Records shown:
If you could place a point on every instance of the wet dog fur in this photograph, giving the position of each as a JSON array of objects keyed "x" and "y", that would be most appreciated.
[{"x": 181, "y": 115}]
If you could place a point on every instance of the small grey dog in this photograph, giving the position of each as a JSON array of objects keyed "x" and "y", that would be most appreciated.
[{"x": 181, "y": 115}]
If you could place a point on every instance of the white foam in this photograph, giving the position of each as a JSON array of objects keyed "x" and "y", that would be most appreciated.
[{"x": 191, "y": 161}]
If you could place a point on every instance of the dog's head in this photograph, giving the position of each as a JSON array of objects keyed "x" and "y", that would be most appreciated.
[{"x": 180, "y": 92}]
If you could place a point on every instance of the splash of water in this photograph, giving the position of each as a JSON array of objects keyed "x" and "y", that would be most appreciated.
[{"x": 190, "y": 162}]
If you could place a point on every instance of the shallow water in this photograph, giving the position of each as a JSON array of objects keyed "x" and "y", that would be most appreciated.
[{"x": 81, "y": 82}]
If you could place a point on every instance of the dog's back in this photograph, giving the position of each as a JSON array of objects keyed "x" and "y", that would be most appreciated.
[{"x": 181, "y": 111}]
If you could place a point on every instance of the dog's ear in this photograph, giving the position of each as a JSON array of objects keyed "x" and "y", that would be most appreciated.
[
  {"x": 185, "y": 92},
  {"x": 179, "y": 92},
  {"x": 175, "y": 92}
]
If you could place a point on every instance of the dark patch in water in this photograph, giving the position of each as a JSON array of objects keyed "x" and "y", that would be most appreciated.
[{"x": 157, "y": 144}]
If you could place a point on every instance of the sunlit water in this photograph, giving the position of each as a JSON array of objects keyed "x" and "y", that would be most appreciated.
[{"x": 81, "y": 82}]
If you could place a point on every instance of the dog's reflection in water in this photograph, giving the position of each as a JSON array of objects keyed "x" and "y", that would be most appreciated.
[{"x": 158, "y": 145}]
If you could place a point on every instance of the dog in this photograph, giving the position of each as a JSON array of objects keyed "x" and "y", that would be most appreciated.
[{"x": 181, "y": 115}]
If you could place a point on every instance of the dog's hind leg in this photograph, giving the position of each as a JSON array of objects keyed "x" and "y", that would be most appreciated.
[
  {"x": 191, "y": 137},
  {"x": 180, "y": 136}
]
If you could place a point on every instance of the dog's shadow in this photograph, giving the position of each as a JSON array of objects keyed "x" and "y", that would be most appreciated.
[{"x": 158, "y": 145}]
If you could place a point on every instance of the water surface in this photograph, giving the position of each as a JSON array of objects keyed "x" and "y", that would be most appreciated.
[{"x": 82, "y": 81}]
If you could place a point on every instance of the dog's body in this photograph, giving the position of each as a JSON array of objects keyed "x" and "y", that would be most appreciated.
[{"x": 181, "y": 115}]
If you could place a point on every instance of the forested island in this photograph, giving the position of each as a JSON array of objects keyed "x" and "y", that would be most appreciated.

What to work on: All the lines of the material above must be given again exactly.

Exercise response:
If you could place a point on every instance of the wet dog fur in this photograph, giving the position of each as a JSON array of objects keyed "x" and "y", that would be most appreciated.
[{"x": 181, "y": 115}]
If you could place a point on every instance of the small grey dog in this photograph, giving the position of each as a JSON array of objects keyed "x" and "y", that would be most appreciated.
[{"x": 181, "y": 115}]
If you could place a point on every instance of the white foam in this photograph, giving the position of each as a JSON array of objects keyed "x" and "y", that would be most appreciated.
[{"x": 191, "y": 161}]
If you could place a point on every instance of the dog's head in this photograph, giving the position of each as a JSON array of objects keyed "x" and "y", that would be most appreciated.
[{"x": 180, "y": 92}]
If you could place a point on every instance of the splash of water in this photograph, giving the position of each as a JSON array of objects keyed "x" and "y", that would be most appreciated.
[{"x": 190, "y": 162}]
If you could place a point on every instance of the shallow water in this photograph, giving the position of each as a JSON array of objects keyed "x" and "y", that would be most appreciated.
[{"x": 81, "y": 82}]
If you could place a point on every instance of the dog's back in this photograph, giving the position of each as a JSON array of objects keyed "x" and "y", that would be most appreciated.
[{"x": 181, "y": 111}]
If you could place a point on every instance of the dog's ear in this photograph, giving the position of each as a JSON array of objects keyed "x" and "y", that would be most appreciated.
[
  {"x": 185, "y": 92},
  {"x": 179, "y": 92},
  {"x": 175, "y": 92}
]
If you could place a point on every instance of the dark patch in water in this photograph, giving the position of each as a JSON array of objects keyed "x" and "y", that would be most appreciated.
[{"x": 157, "y": 144}]
If you could place a point on every instance of the sunlit water in this photograph, giving the position of each as a JSON array of objects keyed "x" and "y", that would be most appreciated.
[{"x": 81, "y": 82}]
If you could place a point on every instance of the dog's reflection in water in this photograph, giving the position of each as a JSON array of objects keyed "x" and "y", that would be most appreciated.
[{"x": 158, "y": 145}]
If you could place a point on every instance of the dog in this photograph, giving the position of each as a JSON array of objects keyed "x" and "y", that would be most appreciated.
[{"x": 181, "y": 115}]
If you could place a point on every instance of the dog's hind leg in this photograph, giving the position of each as a JSON array of objects keyed "x" and "y", that would be most appreciated.
[
  {"x": 191, "y": 137},
  {"x": 180, "y": 136}
]
If you could place a point on every instance of the dog's shadow in this photograph, giving the position of each as a JSON array of objects keyed "x" and "y", that would be most appreciated.
[{"x": 158, "y": 145}]
If you could place a point on every instance of the water surface in this photograph, giving the position of each as a JSON array of objects keyed "x" and "y", that would be most appreciated.
[{"x": 82, "y": 81}]
If you could place a point on every instance of the dog's body in this photograph, giving the position of each as a JSON array of objects keyed "x" and "y", that would be most appreciated.
[{"x": 181, "y": 115}]
If you could place a point on every instance of the forested island in this photograph, giving the position of each as a JSON array of objects keyed "x" and "y", that would be most appreciated.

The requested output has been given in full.